» Work instruction 1
Translate this sentence from the passage on strain-engineered quantum dots into Spanish: "The emission from the asymmetrically compressed quantum dots is highly stable in both intensity and spectral domains."
» Work instruction 2
Carry on the passage about the squashed quantum dots, picking up right after its final sentence.
*** Opening of Passage provided ***
More Stable Light from Intentionally 'Squashed' Quantum Dots

DOE/Los Alamos National Laboratory


Optoelectronics, Solid State Lighting

@energy #doe #quantumdots #psd

Exploiting new 'strain engineering' approach produces highly stable, narrow linewidth light from individual quantum dots

Los Alamos National Laboratory

Novel colloidal quantum dots are formed of an emitting cadmium/selenium (Cd/Se) core enclosed into a compositionally graded CdxZn1-xSe shell wherein the fraction of zinc versus cadmium increases towards the dot's periphery. Due to a directionally asymmetric lattice mismatch between CdSe and ZnSe, the core, at top right, is compressed more strongly perpendicular to the crystal axis than along it. This leads to modifications of the electronic structure of the CdSe core, which beneficially affects its light-emission properties. Bottom image: Experimental traces of emission intensity from a conventional quantum dot (upper panel) and a novel asymmetrically compressed quantum dot (lower panel) resolved spectrally and temporally. The emission from the conventional quantum dot shows strong spectral fluctuations ("spectral jumps" and "spectral diffusion"). The emission from the asymmetrically compressed quantum dots is highly stable in both intensity and spectral domains. In addition, it shows a much narrower linewidth, which is below the room-temperature thermal energy (25 meV).
*** Close of Passage provided ***
*** Opening of Data shown ***
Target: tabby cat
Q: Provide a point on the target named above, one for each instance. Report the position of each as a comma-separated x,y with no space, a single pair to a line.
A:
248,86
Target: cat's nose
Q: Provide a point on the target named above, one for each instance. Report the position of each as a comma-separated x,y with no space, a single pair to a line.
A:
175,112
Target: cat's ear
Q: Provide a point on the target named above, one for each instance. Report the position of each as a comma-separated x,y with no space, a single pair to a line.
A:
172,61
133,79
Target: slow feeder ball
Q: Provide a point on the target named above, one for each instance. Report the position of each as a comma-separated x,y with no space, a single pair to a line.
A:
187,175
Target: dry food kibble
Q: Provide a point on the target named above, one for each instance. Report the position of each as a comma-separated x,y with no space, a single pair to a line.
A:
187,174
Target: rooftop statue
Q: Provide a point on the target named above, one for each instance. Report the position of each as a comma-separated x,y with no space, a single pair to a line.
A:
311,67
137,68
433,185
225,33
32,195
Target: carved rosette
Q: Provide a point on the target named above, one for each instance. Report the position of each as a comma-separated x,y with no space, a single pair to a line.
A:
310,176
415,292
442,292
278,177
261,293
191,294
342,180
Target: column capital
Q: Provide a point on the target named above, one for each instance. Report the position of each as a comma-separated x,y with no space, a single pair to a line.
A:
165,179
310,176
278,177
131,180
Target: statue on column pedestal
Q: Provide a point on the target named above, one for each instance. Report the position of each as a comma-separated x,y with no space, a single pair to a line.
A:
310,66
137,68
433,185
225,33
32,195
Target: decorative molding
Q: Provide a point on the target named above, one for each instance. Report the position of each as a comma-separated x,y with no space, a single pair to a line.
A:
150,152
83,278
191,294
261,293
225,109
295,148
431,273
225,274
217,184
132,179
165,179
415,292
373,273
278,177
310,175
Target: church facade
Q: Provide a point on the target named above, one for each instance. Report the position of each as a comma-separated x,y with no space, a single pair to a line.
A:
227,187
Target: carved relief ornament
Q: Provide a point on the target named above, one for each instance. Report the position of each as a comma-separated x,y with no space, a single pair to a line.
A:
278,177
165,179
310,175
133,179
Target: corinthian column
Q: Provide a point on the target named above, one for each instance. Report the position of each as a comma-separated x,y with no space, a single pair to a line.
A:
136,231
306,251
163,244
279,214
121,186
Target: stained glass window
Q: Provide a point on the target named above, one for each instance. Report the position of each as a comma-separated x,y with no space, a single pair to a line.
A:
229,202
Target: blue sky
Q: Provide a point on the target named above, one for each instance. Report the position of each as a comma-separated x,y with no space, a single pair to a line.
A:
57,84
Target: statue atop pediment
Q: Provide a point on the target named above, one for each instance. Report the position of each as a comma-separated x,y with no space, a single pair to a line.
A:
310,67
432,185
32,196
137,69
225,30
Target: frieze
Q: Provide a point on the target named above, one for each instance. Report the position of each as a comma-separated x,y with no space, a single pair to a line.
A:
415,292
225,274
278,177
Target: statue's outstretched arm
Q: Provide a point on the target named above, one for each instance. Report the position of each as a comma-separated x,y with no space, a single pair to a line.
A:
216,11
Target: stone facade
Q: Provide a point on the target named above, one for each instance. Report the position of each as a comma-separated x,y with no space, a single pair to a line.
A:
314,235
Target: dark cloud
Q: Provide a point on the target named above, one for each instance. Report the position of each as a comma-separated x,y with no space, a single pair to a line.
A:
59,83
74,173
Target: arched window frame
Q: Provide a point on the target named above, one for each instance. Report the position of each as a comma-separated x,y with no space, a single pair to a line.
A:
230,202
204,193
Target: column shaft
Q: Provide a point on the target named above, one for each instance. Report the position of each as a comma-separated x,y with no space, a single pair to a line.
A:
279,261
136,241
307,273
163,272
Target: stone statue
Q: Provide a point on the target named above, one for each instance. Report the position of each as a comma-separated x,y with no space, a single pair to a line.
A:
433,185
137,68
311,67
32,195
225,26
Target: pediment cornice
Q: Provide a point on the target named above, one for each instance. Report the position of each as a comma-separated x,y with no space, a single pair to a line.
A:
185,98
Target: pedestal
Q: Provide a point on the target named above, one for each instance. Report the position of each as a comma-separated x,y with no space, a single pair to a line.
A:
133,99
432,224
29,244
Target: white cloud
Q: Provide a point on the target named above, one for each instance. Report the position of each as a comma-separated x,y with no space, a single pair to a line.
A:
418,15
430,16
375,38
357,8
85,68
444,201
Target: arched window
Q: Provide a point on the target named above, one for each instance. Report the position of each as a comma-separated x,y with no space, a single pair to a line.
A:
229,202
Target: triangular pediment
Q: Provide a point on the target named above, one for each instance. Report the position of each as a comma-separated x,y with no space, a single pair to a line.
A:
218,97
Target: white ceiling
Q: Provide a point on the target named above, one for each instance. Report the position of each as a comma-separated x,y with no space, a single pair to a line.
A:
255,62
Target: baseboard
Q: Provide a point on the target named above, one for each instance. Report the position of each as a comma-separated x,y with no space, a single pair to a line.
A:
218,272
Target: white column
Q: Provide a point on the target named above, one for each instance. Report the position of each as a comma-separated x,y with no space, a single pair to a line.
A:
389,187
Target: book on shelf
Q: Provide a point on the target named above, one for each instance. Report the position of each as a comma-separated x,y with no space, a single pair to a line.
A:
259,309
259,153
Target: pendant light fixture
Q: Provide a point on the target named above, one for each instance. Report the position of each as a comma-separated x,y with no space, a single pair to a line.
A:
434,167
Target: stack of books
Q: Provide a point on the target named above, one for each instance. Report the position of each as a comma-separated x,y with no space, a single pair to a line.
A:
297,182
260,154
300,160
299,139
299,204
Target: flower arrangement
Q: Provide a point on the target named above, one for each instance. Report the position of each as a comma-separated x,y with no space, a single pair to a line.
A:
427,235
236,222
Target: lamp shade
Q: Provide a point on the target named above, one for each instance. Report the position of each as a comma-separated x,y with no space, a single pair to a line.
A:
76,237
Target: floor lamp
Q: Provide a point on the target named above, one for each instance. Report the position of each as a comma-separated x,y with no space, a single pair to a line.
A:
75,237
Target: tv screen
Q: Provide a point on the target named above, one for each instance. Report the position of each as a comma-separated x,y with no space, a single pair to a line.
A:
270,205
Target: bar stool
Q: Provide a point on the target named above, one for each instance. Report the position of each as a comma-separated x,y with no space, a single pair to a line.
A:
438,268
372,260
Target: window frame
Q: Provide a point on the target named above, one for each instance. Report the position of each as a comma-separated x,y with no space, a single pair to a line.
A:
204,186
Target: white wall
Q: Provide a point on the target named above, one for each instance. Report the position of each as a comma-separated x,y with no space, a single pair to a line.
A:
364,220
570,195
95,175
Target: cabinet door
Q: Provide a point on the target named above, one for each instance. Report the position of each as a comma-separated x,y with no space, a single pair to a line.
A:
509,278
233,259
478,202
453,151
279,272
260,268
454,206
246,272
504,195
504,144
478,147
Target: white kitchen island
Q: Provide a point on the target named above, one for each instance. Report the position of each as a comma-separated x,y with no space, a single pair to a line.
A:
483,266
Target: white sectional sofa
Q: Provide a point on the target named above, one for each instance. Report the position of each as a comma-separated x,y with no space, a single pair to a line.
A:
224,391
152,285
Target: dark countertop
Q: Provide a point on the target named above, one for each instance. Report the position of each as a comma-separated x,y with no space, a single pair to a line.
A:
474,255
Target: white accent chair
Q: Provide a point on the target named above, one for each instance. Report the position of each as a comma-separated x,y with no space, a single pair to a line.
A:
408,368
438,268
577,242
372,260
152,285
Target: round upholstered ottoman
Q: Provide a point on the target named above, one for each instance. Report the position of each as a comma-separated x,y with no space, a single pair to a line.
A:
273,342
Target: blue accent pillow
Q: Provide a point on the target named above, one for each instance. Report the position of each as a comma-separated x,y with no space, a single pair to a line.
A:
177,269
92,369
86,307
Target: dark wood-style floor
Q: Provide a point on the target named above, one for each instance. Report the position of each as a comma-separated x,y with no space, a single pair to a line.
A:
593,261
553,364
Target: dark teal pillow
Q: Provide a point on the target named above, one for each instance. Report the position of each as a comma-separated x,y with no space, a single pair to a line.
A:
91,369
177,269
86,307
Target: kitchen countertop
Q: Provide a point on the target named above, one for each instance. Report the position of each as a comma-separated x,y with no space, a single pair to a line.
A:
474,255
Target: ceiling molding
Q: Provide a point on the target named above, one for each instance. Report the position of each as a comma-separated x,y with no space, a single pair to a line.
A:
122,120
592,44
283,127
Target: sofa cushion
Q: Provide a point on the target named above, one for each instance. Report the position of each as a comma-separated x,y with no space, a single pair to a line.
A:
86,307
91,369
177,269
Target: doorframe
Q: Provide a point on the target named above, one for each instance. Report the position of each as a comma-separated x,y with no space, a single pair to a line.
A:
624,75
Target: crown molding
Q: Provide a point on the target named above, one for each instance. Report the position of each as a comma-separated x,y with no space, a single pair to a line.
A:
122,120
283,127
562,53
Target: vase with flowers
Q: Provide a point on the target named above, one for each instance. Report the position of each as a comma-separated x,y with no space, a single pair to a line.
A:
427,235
*** Close of Data shown ***
» Written response 1
La emisión de los puntos cuánticos comprimidos asimétricamente es muy estable tanto en el dominio de la intensidad como en el espectral.

» Written response 2
LOS ALAMOS, N.M.--Intentionally "squashing" colloidal quantum dots during chemical synthesis creates dots capable of stable, "blink-free" light emission that is fully comparable with the light produced by dots made with more complex processes. The squashed dots emit spectrally narrow light with a highly stable intensity and a non-fluctuating emission energy. New research at Los Alamos National Laboratory suggests that the strained colloidal quantum dots represent a viable alternative to presently employed nanoscale light sources, and they deserve exploration as single-particle, nanoscale light sources for optical "quantum" circuits, ultrasensitive sensors, and medical diagnostics.

"In addition to exhibiting greatly improved performance over traditional produced quantum dots, these new strained dots could offer unprecedented flexibility in manipulating their emission color, in combination with the unusually narrow, 'subthermal' linewidth," said Victor Klimov, lead Los Alamos researcher on the project. "The squashed dots also show compatibility with virtually any substrate or embedding medium as well as various chemical and biological environments."

The new colloidal processing techniques allow for preparation of virtually ideal quantum-dot emitters with nearly 100 percent emission quantum yields shown for a wide range of visible, infrared and ultraviolet wavelengths. These advances have been exploited in a variety of light-emission technologies, resulting in successful commercialization of quantum-dot displays and TV sets.

The next frontier is exploration of colloidal quantum dots as single-particle, nanoscale light sources. Such future "single-dot" technologies would require particles with highly stable, nonfluctuating spectral characteristics. Recently, there has been considerable progress in eliminating random variations in emission intensity by protecting a small emitting core with an especially thick outer layer. However, these thick-shell structures still exhibit strong fluctuations in emission spectra.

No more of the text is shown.